**SET PROBLEM**
Gather every line in the data below that contains the word "Trace" and copy each such line in full. Uppercase and lowercase letters count as different.

**MATERIAL PROVIDED**
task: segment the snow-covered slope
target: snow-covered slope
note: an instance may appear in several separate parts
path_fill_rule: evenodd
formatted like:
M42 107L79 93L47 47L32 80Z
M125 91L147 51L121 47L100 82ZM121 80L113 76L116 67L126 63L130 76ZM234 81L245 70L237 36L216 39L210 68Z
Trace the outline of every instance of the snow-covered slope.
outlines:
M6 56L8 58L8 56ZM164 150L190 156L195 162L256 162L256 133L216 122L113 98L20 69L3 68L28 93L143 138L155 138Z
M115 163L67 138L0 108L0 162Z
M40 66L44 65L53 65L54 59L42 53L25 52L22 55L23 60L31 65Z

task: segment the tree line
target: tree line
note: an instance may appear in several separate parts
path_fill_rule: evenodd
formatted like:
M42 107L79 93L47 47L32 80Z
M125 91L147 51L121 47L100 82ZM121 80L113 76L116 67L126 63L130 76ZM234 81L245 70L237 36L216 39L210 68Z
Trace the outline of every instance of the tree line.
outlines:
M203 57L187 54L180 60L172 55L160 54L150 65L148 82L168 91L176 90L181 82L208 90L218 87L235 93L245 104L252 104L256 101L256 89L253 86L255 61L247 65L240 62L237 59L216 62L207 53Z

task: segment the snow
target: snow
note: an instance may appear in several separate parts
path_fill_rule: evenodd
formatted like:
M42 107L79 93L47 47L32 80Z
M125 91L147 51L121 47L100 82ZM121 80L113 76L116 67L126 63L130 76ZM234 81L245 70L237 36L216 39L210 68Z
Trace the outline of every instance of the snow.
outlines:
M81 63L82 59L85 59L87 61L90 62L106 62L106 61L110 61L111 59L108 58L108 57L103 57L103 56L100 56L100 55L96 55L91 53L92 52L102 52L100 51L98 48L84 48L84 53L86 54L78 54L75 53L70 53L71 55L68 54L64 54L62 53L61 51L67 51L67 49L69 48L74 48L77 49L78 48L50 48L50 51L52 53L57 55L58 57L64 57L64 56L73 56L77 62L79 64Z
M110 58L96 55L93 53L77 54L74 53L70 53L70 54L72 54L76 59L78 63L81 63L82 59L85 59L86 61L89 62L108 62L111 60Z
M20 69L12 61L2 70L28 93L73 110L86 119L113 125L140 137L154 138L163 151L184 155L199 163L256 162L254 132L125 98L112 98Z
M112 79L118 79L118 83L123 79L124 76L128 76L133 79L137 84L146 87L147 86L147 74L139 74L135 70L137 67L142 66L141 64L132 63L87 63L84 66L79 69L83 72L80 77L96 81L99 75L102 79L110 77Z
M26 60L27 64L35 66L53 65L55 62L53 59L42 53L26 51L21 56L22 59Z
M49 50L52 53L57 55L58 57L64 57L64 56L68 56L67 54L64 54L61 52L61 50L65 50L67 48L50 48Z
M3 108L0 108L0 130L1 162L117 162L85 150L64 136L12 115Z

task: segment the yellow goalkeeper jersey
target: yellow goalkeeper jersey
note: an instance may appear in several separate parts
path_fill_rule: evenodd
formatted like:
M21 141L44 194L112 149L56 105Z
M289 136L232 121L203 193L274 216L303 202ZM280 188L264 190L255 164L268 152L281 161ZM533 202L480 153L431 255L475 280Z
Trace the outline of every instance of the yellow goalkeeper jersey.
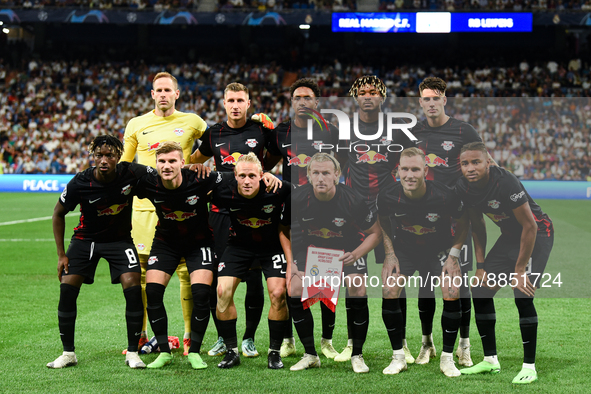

**RESPONSE**
Trace the outline of every instance of the snow-covered slope.
Trace the outline of every instance of the tree line.
Trace the outline of every instance of the snow.
Trace the outline of every instance of the yellow goalkeeper jersey.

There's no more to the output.